[Collected data]:
======
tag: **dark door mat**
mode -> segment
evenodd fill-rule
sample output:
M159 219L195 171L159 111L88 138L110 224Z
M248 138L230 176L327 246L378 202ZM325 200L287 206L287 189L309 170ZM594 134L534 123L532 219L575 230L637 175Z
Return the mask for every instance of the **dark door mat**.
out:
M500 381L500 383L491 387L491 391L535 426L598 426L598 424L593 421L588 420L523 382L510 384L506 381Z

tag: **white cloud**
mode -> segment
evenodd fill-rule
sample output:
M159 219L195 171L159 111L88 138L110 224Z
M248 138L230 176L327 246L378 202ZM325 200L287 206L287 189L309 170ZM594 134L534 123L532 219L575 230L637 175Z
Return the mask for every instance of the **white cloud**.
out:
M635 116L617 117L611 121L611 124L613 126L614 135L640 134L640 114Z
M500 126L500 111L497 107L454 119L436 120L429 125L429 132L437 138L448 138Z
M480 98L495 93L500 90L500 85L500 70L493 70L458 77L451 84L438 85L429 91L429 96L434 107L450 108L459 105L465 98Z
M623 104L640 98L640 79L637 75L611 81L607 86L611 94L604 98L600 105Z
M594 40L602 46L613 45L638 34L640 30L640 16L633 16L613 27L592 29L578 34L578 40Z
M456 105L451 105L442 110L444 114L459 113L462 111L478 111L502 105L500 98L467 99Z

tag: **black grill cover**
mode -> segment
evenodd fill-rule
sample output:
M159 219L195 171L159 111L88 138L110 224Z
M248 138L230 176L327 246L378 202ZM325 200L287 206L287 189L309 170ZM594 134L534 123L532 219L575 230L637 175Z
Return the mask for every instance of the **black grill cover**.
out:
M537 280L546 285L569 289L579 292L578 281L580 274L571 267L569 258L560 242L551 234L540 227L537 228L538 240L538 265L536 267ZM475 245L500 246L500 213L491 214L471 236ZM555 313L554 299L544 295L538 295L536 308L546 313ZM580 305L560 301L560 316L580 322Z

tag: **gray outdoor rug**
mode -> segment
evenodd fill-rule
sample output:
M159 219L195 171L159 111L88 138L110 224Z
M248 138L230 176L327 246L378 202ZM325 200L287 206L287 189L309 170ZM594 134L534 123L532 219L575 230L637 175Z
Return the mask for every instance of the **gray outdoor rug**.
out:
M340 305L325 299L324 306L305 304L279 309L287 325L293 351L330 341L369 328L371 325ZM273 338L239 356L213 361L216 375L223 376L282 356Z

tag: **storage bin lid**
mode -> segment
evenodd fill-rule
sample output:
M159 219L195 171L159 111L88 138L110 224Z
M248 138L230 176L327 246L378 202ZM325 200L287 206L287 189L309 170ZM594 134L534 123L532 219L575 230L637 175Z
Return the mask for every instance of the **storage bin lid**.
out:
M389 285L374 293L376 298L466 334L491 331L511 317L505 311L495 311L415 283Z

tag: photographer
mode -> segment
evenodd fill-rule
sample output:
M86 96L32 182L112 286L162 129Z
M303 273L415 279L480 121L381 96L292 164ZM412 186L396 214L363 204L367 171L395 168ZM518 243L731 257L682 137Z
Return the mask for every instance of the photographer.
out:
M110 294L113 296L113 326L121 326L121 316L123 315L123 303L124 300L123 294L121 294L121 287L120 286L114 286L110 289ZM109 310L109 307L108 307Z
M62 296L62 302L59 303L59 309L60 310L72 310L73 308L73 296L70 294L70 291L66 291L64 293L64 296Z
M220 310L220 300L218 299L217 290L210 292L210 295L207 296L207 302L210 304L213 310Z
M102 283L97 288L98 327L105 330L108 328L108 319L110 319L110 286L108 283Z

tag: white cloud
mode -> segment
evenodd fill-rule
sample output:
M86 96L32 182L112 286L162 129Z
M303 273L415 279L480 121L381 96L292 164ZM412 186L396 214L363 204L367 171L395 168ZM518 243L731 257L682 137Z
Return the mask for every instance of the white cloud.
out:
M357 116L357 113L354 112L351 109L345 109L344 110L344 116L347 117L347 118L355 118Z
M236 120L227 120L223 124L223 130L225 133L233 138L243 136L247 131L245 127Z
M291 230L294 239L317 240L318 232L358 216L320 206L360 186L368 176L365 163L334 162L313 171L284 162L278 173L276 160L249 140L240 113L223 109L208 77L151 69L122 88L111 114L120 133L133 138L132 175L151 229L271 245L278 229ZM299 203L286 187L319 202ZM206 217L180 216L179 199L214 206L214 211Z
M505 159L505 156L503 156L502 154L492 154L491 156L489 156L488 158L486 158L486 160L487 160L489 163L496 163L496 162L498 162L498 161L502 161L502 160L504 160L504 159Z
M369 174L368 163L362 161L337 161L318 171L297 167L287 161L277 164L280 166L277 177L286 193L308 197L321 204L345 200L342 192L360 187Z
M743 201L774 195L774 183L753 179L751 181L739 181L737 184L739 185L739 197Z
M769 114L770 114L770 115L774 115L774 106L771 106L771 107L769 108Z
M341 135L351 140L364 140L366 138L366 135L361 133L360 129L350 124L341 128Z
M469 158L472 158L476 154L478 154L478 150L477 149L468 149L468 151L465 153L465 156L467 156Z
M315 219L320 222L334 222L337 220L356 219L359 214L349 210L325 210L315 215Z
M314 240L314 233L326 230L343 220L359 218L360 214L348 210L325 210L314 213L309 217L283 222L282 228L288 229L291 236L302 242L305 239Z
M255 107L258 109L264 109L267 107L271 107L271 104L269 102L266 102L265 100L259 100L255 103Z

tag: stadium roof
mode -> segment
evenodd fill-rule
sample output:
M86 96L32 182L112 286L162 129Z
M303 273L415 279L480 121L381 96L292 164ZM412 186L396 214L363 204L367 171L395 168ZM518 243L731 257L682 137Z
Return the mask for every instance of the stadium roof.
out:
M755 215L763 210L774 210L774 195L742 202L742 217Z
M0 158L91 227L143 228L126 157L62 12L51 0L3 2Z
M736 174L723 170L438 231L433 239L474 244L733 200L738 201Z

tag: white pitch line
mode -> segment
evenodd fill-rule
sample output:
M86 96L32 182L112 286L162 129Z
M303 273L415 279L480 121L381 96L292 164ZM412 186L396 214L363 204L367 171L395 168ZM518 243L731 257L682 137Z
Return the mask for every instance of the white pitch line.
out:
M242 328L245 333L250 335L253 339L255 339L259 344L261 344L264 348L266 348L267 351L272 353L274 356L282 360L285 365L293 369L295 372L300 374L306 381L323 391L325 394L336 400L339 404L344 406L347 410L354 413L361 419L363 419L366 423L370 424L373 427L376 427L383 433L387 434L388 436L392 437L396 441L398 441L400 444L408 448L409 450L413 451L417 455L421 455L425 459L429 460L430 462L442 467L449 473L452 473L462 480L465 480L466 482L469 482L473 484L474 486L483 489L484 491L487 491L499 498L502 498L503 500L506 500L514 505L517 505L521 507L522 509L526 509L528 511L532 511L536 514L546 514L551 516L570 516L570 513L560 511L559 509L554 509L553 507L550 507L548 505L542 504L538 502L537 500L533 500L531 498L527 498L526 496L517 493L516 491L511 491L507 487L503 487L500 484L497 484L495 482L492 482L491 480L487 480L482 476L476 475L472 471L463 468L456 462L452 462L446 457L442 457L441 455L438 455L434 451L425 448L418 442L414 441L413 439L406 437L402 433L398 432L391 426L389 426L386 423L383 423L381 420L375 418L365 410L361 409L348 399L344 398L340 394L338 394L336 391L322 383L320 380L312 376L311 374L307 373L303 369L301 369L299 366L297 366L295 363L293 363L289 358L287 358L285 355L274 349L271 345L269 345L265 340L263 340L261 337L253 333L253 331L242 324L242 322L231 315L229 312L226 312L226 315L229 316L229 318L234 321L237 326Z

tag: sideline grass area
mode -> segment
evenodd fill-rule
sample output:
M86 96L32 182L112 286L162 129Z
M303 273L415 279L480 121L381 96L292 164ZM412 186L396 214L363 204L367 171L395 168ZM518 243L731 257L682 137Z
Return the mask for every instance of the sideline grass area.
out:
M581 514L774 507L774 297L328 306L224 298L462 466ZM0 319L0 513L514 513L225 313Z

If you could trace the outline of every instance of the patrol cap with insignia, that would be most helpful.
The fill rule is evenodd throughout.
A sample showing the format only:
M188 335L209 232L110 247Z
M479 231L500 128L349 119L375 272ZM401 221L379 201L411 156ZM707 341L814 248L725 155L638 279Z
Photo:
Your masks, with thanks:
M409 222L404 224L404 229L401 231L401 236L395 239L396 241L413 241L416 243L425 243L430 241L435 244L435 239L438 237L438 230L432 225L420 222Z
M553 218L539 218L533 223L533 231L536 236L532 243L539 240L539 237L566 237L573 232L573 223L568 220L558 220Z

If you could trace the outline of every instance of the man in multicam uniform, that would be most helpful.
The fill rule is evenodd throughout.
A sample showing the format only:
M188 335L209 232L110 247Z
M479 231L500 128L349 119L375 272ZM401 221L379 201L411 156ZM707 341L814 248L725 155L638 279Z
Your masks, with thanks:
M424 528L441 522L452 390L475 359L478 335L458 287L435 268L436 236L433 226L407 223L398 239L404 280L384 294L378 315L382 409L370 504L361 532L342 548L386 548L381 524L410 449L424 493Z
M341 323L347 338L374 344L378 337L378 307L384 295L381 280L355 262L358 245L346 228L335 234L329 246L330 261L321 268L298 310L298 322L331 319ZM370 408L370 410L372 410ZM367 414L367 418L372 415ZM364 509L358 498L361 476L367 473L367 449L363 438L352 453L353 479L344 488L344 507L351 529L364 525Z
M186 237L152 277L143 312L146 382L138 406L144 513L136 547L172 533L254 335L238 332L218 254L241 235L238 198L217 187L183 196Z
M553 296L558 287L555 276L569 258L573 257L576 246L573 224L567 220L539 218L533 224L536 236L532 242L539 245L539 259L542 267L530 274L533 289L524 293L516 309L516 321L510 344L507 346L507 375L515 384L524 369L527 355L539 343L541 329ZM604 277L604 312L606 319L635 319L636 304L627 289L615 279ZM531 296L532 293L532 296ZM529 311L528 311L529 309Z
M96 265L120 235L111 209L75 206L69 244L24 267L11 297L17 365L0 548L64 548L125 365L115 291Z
======
[Task instructions]: Read the data above and pull out each line that holds the string "stadium".

[Expected answer]:
tag: stadium roof
Return the mask for every instance of the stadium roof.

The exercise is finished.